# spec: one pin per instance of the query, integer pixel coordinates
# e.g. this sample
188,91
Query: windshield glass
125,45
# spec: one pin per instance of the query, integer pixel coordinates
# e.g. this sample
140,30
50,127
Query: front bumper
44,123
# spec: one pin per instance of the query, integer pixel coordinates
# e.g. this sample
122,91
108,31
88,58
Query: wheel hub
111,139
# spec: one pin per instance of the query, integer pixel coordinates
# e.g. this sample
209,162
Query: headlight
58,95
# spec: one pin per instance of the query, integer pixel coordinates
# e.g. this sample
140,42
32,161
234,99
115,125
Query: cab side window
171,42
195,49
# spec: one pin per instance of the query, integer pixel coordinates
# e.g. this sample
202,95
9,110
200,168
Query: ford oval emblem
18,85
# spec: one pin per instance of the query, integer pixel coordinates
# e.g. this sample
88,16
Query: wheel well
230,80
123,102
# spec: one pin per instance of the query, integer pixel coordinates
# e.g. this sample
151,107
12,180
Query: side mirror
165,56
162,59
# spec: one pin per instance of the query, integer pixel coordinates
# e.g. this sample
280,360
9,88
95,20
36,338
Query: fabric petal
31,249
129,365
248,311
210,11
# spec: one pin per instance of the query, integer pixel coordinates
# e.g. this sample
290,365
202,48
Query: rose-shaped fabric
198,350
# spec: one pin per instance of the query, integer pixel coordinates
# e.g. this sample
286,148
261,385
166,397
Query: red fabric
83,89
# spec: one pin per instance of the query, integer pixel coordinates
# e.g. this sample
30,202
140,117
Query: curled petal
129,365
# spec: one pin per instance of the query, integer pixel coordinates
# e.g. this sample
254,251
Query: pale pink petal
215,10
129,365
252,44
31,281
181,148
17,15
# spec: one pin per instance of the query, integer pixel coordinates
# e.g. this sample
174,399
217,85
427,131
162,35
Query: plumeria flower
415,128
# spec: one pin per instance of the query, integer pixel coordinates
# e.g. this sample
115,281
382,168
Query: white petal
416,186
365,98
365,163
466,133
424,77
....
**Problem requirements**
Pull out every line above that contains the string "side".

**Exercise result**
Query: cab side window
Query: side mirror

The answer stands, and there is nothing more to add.